### Directions for this task
Transcribe every entry word for word, leaving out all images.

_____

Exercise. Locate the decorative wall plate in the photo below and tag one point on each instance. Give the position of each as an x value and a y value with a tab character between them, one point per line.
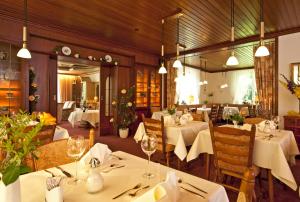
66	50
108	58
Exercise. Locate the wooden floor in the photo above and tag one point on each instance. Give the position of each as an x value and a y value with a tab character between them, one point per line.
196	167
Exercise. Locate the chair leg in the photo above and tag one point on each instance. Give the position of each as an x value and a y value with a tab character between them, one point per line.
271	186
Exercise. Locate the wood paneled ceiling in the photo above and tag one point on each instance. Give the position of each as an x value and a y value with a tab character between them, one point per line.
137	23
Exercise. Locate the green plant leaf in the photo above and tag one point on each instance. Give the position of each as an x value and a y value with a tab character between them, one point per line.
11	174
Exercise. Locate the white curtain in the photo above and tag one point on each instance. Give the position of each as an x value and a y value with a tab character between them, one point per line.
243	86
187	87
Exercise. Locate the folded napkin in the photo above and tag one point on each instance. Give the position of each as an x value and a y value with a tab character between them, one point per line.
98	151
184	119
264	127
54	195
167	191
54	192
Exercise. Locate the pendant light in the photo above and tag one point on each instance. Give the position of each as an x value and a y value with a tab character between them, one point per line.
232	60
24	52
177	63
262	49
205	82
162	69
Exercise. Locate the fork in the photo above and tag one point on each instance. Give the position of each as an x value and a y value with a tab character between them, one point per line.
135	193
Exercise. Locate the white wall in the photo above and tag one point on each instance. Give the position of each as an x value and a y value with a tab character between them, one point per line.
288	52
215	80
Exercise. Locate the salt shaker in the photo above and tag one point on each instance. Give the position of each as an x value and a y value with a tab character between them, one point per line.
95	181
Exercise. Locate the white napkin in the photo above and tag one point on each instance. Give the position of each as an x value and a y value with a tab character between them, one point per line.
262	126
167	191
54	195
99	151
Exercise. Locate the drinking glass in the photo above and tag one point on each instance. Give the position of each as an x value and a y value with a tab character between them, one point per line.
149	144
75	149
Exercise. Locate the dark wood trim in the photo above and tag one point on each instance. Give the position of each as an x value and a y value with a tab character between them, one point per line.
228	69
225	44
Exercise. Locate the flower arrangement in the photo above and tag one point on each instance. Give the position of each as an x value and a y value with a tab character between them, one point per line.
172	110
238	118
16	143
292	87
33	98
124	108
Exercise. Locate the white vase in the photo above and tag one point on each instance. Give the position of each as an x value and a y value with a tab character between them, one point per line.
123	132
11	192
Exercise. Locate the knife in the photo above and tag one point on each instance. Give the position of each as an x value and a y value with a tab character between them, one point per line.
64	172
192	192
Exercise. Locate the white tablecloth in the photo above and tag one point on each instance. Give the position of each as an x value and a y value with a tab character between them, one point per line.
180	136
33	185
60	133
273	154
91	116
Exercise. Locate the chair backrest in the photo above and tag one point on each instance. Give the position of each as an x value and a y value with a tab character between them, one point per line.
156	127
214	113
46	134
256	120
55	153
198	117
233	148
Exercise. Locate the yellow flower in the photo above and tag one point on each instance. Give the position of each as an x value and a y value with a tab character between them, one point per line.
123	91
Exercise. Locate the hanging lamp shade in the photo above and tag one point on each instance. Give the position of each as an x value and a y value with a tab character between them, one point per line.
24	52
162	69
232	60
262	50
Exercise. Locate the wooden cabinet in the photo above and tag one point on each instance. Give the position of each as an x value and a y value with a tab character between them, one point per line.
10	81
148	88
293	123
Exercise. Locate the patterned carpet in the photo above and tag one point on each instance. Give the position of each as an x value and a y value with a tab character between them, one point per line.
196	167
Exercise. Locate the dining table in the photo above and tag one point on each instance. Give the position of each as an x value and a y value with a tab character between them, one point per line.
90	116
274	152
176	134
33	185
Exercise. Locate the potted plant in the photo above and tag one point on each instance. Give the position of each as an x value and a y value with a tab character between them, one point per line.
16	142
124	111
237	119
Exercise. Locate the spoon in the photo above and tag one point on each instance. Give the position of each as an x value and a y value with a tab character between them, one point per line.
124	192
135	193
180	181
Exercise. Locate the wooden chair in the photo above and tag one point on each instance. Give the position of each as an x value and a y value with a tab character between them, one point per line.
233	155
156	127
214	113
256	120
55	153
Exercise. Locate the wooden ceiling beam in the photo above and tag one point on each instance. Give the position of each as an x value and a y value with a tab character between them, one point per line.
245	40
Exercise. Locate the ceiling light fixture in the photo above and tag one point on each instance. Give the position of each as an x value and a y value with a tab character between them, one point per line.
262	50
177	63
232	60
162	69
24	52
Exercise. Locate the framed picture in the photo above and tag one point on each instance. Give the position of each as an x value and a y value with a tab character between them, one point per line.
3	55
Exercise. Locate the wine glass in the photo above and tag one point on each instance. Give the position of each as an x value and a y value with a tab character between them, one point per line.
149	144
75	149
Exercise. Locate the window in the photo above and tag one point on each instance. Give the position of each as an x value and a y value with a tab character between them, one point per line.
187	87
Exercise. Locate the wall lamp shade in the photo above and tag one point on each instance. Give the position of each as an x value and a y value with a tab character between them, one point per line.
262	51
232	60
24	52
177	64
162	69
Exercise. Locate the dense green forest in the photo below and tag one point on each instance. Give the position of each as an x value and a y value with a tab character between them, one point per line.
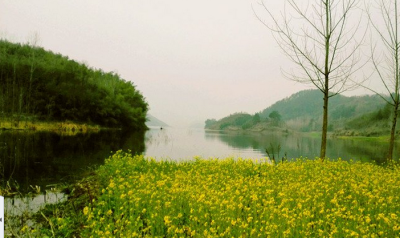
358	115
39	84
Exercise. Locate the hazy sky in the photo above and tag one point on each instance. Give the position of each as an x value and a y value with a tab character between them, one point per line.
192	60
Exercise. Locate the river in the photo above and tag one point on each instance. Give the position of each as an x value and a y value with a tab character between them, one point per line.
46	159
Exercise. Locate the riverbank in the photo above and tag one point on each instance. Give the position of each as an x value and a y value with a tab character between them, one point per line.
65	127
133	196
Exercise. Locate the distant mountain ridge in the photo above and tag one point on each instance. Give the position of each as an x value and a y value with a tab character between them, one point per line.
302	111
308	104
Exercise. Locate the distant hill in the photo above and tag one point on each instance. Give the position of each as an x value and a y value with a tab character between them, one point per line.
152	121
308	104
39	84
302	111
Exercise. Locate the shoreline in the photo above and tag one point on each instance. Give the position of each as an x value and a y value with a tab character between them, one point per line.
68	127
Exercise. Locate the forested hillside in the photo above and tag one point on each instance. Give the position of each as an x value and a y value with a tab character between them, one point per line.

_____

### Right answer
Exercise. Locate the decorative wall plate in the photo below and tag one point on each instance. Give the position of each as an x value and a y value with a tab character between them, one point per line.
66	50
108	58
Exercise. Locate the wooden floor in the photo above and tag one point on each instance. Give the position of each as an x value and a y value with a tab character between them, one point per line.
196	167
Exercise. Locate the chair leg in the photo above and tag one point on each instance. Give the position of each as an x value and a y value with a tab character between them, one point per line.
271	186
Exercise. Locate the wood paneled ceiling in the photo above and tag one point on each instance. Give the position of each as an x value and a y value with a tab character between them, one point per line.
137	23
Exercise. Locate the green plant leaf in the photo above and tag one point on each instance. Give the position of each as an x value and a y value with a tab character between them, one point per line.
11	174
Exercise. Locate the white curtain in the photo above and tag one point on each instance. Give the position of each as an x value and a y value with a tab character between them, one point per line.
243	86
187	87
Exercise. Locate the folded napkin in the photo above and tag one point on each instance. Give the position of each as an x value and a y value with a tab character between them, one point per line.
98	151
184	119
264	127
54	195
167	191
54	192
Exercise. Locate the pendant light in the photo above and tag one point on each instance. Give the position of each as an x value and a y value with a tab character between them, one point per line.
232	60
24	52
177	63
262	49
205	82
162	69
Exercise. Locate the fork in the photo above and tag one point on each instance. Give the position of each as an x value and a y value with a tab character between them, one point per line.
135	193
Exercise. Locate the white wall in the photo above and tag one point on each instance. Give the position of each as an x value and a y value with a tab character between them, one point per line.
288	52
215	80
Exercise. Locate the salt shaker in the photo above and tag one point on each instance. Give the position of each as an x value and a y value with a tab character between them, one point per line.
95	181
Exercise. Locate the white napkin in the photo above and tag one point on each instance. Give the position of each as an x value and a y value with a tab character between them, one point per line.
262	126
167	191
54	195
99	151
Exercise. Locate the drinking glass in the photo above and tag one point on each instance. Give the position of each as an x value and a y value with a tab character between them, one point per line.
149	144
75	149
Exercise. Locate the dark wood trim in the photo above and tag one point on each instance. Give the position of each as an x value and a y value with a tab character between them, one point per line.
228	69
225	44
Exercise. Locate the flower arrangement in the photo above and tag one point on each instance. Give the position of each as an x value and a y value with a tab character between them, one point per line.
172	110
238	118
16	143
292	87
33	98
124	108
Exercise. Locate the white vase in the photo above and tag one point on each instance. Give the position of each as an x value and a y value with a tab character between them, one point per line.
123	132
11	192
Exercise. Locate the knife in the photo above and tag one point on each instance. Give the position of each as an x value and a y value with a tab character between them, one point per line.
64	172
192	192
Exercise. Locate the white tablecloth in the photo above and tag one point on each instance. Give the position of each as an x value and a y value with a tab character between them, one point per line.
180	136
33	185
60	133
273	154
91	116
Exercise. Locate the chair backrest in the photo above and tag one point on each instance. Give the position of each as an x value and a y value with a tab character between them, one point per line.
156	127
214	113
46	134
256	120
55	153
198	117
233	148
Exercise. Locate the yellow flower in the photo above and tag one point on each instance. Give the position of each as an x value and a y value with a tab character between them, one point per line.
123	91
Exercise. Locate the hanging lamp shade in the photo above and tag one point on each instance. Give the position of each as an x value and a y value with a tab character between them, one point per line.
24	52
162	69
232	60
262	50
Exercise. Locate the wooden cabinet in the photo above and tag one point on each instance. Give the position of each as an x value and a y value with a tab character between them, one point per line.
10	81
148	88
293	123
Exercise. Locate the patterned carpet in the photo above and tag one point on each instance. Give the position of each as an x value and a y value with a tab character between them, one point per line.
196	167
Exercise. Locate the dining table in the photo above and tag one point on each instance. Give the position of each as an x value and a y value with a tab character between them, one point per line.
90	116
274	152
176	134
33	185
Exercise. Locate the potted plant in the photo above and tag one point on each instance. Give the position of each as an x value and a y value with a tab character between them, one point per line.
16	142
124	111
237	119
Exercise. Locate the spoon in the photo above and tag one point on each instance. Give the position of each as an x value and a y value with a tab character between them, one point per line.
124	192
135	193
180	181
Exercise. Locate the wooden chair in the photo above and tag one point on each instance. Give the position of each as an x value and a y value with a tab character between them, one point per line.
233	155
156	127
214	113
256	120
55	153
Exercise. Locate the wooden ceiling beam in the photo above and tag one point on each instance. Give the position of each as an x value and a y value with a tab character between them, one point per line.
245	40
Exercise. Locate the ceiling light fixture in the photo above and tag one point on each instance. Give the position of each as an x value and a y value with a tab character between them, one point per line.
262	50
177	63
232	60
162	69
24	52
Exercise. Locate the framed picture in the photo above and tag one point on each instance. Give the position of each as an x value and a y value with a tab character between them, one point per line.
3	55
Exercise. Locate the wine glass in the photo above and tag one point on each instance. Give the position of each as an x value and a y value with a tab character between them, one point per line.
149	144
75	149
Exercise. Locate the window in the photo above and tag one point on each instance. Give the position of each as an x value and a y value with a tab character between them, one point per line.
187	87
Exercise. Locate the wall lamp shade in the photo above and tag one point on each instance. Give the position of each as an x value and a y value with a tab character between them, one point per line.
262	51
232	60
24	52
177	64
162	69
Exercise. Locate the dense green forest in the photo below and tag one point on each instance. Give the position of each as an x value and a y value with a tab character between them, one point per line.
358	115
39	84
Exercise. Locate the hazy sky in the photo above and tag one point on each instance. Give the position of each as an x value and a y value with a tab character between them, one point per line.
192	60
Exercise. Locate the river in the photo above and tag one point on each instance. Give the position of each as an x value and a y value with a tab character between them, one point per line.
46	159
Exercise. Locate the riverbank in the photo above and tag one point on each instance. Give the position of each as an x value and a y value with a tab character between them, one point per line.
65	127
133	196
Exercise. Locate the distant mountain ridge in the photo above and tag one point on each instance. Give the position of each as an x value and a y value with a tab character between them, one point per line.
302	111
308	104
Exercise. Locate the distant hill in the photo above and tag one point on each instance. Give the position of each as an x value and a y value with a tab character between them, one point per line.
152	121
308	104
39	84
302	111
Exercise. Locate the shoreline in the photo above and tag one point on each instance. Give the position of each as an x value and a y value with a tab character between them, one point per line.
68	127
Exercise. Locate the forested hillside in the photo above and tag one point on each instance. Give the position of each as an x value and a y value with a tab character between them, one point per line.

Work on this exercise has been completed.